Summary. The paper reports 3D nonideal MHD simulations of collapsing magnetized cores in which the initial angle between the core angular-momentum vector and the large-scale magnetic field is varied from 0° to 90°. All runs produce a classical magnetocentrifugal disk wind (DW) aligned with the local disk normal; for misalignments ≳60° an additional spiral-flow (SF) component develops parallel to the disk plane. In the 60° case the outflow transitions from DW- to SF-dominated, with the SF becoming more massive and spatially extended; the maximum SF/DW mass and size ratios and the relative lifetimes of the two components increase with misalignment angle. The authors propose that the SF component (or its fossil) can account for observed secondary misaligned outflows while the main bipolar outflow traces the DW from the same single protostar.

Significance. If the SF–DW distinction survives quantitative observational tests, the work supplies a single-source mechanism for the multiple, misaligned outflow components seen in some Class 0/I systems, reducing reliance on binary or multiple-protostar interpretations. The systematic parameter study across misalignment angle is a clear strength; the absence of resolution studies, error analysis, and synthetic observables, however, keeps the result provisional.

major comments (2)
  1. [§4] §4 (results on 60° model): the transition from DW- to SF-dominated outflow and the reported mass/size ratios are presented without resolution-convergence tests or quantitative error estimates, so it is unclear whether the SF dominance is numerically robust or sensitive to the adopted grid or nonideal MHD coefficients.

### STATED GOAL
Using the review above, list each item whose absence, according to the review, keeps the result provisional.

### MATERIAL
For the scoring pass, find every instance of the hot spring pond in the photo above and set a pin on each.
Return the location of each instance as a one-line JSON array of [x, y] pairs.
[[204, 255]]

### PROBLEM SOLUTION
- resolution studies
- error analysis
- synthetic observables